TEXTE PRÉSENTÉ:
Les derniers chiffres de l’INSEE sur la nuptialité publiés le 12 février sont alarmants : 231 225 mariages célébrés en 2013, c’est une chute de 6% en un an, et le nombre le plus bas de l’après-guerre (Francetv info). En 1945, année où la France était pourtant en ruine, il y avait eu 500 000 mariages : plus du double d’aujourd’hui (alors que la population était de 40 millions contre
65 millions actuellement) ! En 70 ans, à part quelques rebonds (417 000 en 1972, 300 000 en l’an 2000), le nombre de mariages n’a cessé de baisser.

Nous descendons vers les 200 000 : la chute est d’autant plus préoccupante que dans ces mariages de 2013, un sur cinq est un remariage (la proportion n’était que de 7,8% de 1973), et que
7 367 unions homosexuelles sont comptabilisées (10 000 sur
241 000 mariages selon les estimations pour 2014, soit 4%). Cette chute est le symptôme d’une crise de confiance bien plus redoutable que celle qui sous-tend la crise économique ou la peur du terrorisme.
 

Des causes multiples et complexes

Les causes de cette désaffection pour le mariage sont multiples et complexes à démêler : bouleversement des modes de vie et des mentalités, travail et autonomie des femmes – « Près de 29% des femmes nées en 1930 avaient déjà été mariées à 20 ans, contre 1% de celles nées en 1990 » (Le Télégramme) –, crainte de l’engagement, besoin d’assurance devant l’avenir qui retarde l’âge où l’on convole – 30 ans en moyenne aujourd’hui, contre 24 ans dans les années 80  (ActuOrange).

La multiplication des divorces joue certainement un rôle important dans la crainte de l’engagement : en 2013 toujours, on a enregistré 125 000 divorces, soit plus de la moitié du nombre de mariages. Or ces ruptures cumulées avec le boom des « unions libres » (24% des couples en Île-de-France) a pour corollaire l’explosion des familles monoparentales, c’est-à-dire réduites dans la plupart des cas à la mère élevant seule ses enfants. Absence du père, solitude et pauvreté des mères, familles décomposées et « recomposées » sont les fruits amers de la révolution sexuelle de 68.

Un véritable cancer social

Si la famille est la cellule de base de la société, le mal qui l’affecte dans son origine, le mariage, est un véritable cancer social, bien plus préoccupant que la crise économique. Mais il ne suffit pas de connaître les symptômes de la maladie pour poser un diagnostic : il faut aller aux causes. Pourquoi l’institution du mariage, dont les soixante-huitards avaient fait leur cible privilégiée, ne s’est-elle jamais durablement relevée de ce discrédit ? D’où vient cette défiance généralisée envers la promesse solennelle et publique de fidélité qui fonde l’alliance nuptiale ?

Il y a d’abord le vieux rêve romantique d’un amour libéré et inventif, se régénérant sans cesse, qui paraît d’autant plus contraire à la fidélité et à l’indissolubilité inhérentes à l’engagement du mariage
(« Jusqu’à ce que la mort nous sépare ») que les aînés n’ont guère été fidèles à leurs promesses. On sait en outre qu’il faudra « tenir » pendant des décennies : l’allongement de la durée de la vie porte l’horizon de la vie du couple à près d’un demi-siècle.

MATÉRIEL PRÉSENTÉ:
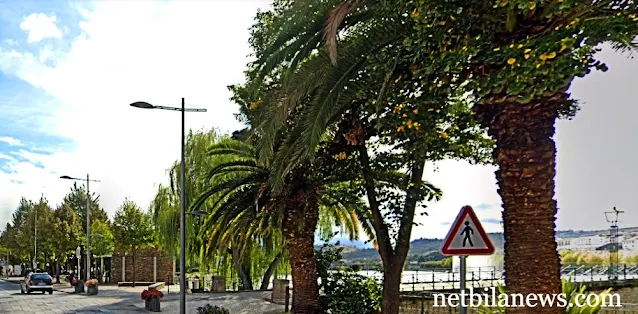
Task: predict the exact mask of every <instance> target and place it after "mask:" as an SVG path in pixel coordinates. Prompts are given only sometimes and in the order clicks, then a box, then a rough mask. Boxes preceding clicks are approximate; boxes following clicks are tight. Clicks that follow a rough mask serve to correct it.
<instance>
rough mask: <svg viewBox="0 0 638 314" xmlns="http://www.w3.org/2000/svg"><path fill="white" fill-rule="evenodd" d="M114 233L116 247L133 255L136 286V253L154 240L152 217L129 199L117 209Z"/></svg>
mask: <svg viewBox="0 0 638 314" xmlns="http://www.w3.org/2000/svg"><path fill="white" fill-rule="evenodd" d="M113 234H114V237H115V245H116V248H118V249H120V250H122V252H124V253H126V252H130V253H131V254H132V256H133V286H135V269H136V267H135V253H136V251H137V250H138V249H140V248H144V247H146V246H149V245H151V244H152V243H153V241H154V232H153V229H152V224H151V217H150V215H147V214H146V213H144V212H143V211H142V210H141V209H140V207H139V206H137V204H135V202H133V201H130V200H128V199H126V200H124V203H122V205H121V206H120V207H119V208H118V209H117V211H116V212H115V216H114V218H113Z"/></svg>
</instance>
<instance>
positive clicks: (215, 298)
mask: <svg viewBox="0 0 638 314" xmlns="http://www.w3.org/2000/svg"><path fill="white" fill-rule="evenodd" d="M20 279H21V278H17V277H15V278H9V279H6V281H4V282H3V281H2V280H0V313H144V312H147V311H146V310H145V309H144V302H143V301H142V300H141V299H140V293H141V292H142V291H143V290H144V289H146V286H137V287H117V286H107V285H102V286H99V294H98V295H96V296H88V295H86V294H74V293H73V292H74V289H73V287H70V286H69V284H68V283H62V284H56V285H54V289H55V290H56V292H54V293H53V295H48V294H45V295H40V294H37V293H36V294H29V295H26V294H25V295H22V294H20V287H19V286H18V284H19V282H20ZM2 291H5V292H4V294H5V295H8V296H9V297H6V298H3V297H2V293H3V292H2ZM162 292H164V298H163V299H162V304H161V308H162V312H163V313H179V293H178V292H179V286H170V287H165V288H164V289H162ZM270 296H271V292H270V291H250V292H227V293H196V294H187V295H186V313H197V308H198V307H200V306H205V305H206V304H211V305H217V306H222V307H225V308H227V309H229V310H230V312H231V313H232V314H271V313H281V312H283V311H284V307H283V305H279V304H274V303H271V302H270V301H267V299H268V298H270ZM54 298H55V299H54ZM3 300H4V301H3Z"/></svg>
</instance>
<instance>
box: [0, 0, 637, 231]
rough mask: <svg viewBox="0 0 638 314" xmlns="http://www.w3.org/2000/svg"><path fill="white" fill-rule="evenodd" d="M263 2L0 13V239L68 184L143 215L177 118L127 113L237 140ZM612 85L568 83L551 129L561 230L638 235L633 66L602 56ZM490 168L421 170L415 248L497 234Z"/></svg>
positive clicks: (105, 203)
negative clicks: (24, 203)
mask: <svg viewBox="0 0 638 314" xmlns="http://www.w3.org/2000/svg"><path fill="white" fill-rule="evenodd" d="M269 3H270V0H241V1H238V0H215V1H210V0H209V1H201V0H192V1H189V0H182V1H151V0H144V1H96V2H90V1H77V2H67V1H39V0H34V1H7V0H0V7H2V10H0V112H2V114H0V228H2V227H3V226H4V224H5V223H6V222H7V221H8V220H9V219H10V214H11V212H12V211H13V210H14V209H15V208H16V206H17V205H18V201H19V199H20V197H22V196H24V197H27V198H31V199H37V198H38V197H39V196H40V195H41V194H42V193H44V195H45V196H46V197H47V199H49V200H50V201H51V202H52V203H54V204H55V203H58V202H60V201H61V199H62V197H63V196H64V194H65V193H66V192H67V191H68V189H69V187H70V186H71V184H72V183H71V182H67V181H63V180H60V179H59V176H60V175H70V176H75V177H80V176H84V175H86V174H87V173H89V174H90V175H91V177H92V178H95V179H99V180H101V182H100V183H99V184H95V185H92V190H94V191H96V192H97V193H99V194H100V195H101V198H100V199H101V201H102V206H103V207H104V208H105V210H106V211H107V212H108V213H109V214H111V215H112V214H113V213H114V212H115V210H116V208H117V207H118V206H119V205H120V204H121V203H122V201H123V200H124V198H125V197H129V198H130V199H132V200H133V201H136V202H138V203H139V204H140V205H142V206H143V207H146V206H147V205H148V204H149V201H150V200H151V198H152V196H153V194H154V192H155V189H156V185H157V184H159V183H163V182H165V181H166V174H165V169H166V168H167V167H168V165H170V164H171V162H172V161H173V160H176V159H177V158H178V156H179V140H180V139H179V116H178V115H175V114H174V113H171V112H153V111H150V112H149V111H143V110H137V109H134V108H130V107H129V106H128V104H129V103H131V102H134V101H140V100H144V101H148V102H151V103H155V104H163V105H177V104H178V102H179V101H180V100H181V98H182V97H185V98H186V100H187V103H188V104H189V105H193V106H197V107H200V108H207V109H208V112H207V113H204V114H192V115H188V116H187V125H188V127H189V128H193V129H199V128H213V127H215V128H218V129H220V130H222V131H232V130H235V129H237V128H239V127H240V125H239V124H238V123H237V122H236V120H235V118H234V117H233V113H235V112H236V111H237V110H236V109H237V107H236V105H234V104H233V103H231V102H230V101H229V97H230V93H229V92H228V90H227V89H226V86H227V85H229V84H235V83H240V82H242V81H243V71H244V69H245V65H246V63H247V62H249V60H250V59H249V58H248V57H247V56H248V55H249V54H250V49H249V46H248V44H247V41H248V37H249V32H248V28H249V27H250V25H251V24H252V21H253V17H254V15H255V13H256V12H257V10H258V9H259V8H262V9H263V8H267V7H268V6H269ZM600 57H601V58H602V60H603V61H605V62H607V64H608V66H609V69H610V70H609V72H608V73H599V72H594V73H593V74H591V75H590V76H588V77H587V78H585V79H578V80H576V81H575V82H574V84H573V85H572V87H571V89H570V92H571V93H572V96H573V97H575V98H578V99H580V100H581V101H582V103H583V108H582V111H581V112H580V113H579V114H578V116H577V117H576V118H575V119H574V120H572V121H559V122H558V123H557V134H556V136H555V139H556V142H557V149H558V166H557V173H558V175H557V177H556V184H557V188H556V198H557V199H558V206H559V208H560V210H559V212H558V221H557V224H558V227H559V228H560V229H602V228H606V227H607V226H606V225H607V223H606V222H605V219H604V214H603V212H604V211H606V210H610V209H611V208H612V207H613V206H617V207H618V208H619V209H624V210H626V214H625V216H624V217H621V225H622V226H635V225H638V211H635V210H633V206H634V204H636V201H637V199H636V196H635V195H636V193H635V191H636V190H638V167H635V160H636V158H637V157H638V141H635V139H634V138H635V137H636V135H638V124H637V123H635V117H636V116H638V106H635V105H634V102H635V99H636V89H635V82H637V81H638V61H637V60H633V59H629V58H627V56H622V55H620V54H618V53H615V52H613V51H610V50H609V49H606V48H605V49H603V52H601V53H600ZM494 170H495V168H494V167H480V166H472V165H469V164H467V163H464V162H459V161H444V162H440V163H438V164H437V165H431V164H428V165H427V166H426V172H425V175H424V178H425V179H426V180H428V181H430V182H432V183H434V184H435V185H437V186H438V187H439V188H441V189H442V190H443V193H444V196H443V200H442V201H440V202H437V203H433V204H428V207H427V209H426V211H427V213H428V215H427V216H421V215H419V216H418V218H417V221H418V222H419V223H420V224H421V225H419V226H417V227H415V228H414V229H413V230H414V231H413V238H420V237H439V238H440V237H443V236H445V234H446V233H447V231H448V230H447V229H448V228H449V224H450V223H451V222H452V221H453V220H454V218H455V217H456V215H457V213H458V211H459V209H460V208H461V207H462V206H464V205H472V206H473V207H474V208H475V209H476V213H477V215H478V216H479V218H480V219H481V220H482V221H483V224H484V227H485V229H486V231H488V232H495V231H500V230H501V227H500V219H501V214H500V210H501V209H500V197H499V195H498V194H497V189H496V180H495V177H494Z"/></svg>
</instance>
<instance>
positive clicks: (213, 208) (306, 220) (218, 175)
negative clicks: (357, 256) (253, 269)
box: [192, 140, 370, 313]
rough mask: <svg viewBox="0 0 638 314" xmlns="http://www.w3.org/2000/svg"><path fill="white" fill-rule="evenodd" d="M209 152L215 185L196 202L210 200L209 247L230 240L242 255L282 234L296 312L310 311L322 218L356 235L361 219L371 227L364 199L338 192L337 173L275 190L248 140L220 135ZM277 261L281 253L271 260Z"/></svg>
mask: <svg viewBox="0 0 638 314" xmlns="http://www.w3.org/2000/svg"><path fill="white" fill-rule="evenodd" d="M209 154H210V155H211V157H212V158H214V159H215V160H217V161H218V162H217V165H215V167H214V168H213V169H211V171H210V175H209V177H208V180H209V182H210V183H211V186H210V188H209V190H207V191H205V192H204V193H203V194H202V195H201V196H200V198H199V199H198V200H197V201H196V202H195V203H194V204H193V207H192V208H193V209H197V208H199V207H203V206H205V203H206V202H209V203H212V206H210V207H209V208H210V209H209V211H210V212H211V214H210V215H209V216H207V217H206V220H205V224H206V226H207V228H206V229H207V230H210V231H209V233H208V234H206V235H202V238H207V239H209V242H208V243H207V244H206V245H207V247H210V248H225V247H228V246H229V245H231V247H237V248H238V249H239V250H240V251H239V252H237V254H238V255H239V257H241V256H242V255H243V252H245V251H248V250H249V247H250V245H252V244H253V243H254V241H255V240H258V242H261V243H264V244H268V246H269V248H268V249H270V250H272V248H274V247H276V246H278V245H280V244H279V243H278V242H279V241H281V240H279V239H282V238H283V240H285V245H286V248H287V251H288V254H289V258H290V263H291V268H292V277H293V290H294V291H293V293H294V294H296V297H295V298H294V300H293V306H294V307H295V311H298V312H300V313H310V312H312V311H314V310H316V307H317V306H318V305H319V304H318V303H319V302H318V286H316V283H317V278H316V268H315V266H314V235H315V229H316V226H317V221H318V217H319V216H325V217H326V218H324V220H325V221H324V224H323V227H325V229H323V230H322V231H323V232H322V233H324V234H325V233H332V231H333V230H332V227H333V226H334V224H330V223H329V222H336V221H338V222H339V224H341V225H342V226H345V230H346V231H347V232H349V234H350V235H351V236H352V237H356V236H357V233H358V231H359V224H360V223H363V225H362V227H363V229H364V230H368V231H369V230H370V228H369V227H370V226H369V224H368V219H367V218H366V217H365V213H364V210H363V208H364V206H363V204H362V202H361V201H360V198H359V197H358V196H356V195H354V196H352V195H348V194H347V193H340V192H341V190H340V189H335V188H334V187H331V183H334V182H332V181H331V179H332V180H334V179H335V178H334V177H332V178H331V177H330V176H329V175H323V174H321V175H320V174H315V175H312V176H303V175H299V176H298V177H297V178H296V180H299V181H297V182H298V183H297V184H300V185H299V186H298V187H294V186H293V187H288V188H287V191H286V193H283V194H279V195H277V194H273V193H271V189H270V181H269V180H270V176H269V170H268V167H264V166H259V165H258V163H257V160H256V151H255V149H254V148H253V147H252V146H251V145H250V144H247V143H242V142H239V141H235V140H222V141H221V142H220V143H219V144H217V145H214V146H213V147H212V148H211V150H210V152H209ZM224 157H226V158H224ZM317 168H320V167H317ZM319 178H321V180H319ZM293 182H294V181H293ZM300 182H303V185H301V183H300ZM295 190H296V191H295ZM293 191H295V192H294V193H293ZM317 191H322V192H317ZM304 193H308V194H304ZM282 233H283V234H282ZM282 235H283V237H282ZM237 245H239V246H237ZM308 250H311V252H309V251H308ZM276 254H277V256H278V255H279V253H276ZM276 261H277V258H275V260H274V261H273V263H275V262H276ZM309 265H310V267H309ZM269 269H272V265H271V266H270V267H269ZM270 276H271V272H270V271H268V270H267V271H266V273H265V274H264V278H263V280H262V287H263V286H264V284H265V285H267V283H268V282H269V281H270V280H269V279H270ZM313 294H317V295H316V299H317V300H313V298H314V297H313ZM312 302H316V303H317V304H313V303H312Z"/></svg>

--

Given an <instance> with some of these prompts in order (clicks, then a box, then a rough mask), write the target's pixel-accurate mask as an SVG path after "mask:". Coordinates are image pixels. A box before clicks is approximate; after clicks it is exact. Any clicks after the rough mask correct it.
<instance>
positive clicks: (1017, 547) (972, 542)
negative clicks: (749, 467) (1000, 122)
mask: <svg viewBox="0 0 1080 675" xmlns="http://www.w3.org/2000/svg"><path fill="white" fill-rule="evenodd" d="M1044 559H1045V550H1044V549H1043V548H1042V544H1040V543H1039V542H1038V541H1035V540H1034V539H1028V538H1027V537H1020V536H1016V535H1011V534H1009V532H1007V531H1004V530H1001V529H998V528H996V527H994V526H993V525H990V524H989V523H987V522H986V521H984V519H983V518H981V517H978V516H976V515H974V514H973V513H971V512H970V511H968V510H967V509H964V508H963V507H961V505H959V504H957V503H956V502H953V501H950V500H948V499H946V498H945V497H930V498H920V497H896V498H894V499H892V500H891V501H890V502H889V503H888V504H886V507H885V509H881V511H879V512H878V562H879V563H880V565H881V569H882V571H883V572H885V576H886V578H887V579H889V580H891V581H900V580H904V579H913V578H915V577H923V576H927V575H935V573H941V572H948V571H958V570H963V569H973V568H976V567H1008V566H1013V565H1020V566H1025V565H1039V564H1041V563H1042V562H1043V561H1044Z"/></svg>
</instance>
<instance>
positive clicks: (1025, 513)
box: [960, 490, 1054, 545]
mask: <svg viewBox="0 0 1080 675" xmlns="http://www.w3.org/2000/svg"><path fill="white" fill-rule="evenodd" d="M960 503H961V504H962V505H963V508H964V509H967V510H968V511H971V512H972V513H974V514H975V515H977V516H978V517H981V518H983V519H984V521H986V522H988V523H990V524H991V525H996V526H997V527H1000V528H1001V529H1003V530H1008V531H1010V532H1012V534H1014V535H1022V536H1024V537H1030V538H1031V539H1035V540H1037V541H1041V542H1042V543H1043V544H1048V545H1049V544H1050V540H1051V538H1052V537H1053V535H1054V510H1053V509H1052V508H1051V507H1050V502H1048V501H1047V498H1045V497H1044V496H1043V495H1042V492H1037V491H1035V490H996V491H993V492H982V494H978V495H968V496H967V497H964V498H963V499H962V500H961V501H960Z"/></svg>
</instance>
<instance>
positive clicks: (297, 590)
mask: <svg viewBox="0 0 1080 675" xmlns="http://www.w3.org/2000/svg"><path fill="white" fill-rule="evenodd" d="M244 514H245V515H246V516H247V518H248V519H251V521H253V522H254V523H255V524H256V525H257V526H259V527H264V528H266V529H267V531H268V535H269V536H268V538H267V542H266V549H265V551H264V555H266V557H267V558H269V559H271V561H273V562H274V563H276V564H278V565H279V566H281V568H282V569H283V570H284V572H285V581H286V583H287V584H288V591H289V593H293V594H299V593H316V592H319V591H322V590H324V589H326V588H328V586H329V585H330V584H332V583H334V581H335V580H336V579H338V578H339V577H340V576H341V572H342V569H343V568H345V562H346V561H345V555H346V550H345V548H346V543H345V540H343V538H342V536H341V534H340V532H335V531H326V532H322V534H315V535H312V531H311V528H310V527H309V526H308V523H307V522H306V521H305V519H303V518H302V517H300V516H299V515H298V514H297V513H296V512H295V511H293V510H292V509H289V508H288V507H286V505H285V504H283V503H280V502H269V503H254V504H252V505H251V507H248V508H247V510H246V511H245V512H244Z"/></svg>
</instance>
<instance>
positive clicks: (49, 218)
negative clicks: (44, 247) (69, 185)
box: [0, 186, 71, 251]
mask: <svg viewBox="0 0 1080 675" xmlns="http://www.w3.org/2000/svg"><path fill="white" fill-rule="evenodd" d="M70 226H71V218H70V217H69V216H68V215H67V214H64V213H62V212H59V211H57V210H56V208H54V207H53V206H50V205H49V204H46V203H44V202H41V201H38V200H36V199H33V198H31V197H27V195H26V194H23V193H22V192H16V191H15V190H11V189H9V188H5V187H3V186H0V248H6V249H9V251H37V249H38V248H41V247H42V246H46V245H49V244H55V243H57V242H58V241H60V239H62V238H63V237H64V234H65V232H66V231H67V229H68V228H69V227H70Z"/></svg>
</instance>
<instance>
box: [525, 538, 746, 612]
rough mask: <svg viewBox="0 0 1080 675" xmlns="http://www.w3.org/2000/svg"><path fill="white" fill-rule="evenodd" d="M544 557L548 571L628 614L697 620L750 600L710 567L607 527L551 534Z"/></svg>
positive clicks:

* * *

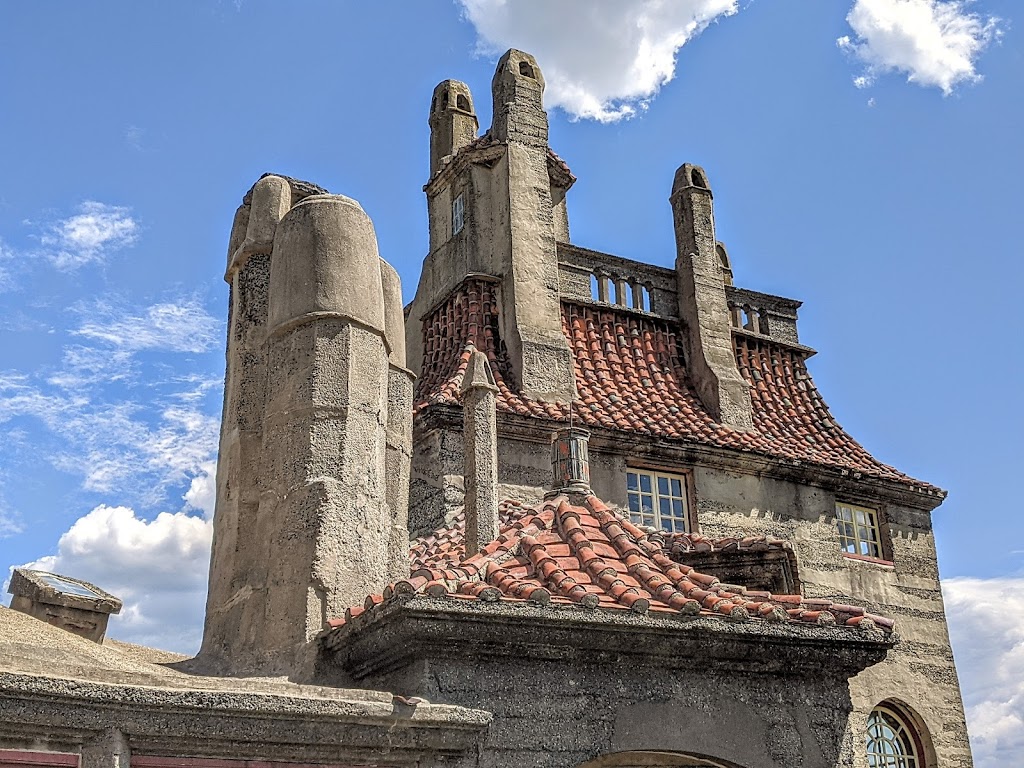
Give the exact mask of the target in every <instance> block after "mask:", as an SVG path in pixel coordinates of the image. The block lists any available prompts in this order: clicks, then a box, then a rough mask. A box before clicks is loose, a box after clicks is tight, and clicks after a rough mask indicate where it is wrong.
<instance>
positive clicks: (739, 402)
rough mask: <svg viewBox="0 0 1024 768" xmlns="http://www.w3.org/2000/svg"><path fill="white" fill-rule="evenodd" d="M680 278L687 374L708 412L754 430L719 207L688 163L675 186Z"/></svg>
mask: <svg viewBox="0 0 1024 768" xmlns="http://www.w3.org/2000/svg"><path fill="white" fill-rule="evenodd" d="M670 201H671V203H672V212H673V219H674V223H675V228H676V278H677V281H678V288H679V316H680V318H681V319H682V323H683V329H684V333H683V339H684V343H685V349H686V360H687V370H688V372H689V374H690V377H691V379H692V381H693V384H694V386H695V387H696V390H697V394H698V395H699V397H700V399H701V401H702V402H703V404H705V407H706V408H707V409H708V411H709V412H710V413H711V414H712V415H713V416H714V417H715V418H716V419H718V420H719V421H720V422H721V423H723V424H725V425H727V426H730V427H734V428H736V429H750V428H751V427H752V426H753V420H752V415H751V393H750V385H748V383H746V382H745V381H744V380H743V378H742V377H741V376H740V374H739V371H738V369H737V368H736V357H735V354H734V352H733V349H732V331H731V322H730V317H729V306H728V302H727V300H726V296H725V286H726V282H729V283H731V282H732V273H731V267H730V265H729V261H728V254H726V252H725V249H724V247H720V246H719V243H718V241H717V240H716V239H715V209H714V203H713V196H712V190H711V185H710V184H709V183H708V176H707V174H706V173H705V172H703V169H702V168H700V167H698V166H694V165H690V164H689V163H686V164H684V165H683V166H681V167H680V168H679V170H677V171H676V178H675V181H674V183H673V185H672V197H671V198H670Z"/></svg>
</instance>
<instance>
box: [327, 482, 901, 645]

OBJET DE LA TÂCHE: Recopiez fidèlement le passage du texte sur la baisse des mariages, en commençant aux mots « La multiplication des » et en vous arrêtant après les mots « sexuelle de 68. ». Les lignes ci-dessus forment un matériel distinct, sans lien avec le texte.

RÉPONSE ATTENDUE:
La multiplication des divorces joue certainement un rôle important dans la crainte de l’engagement : en 2013 toujours, on a enregistré 125 000 divorces, soit plus de la moitié du nombre de mariages. Or ces ruptures cumulées avec le boom des « unions libres » (24% des couples en Île-de-France) a pour corollaire l’explosion des familles monoparentales, c’est-à-dire réduites dans la plupart des cas à la mère élevant seule ses enfants. Absence du père, solitude et pauvreté des mères, familles décomposées et « recomposées » sont les fruits amers de la révolution sexuelle de 68.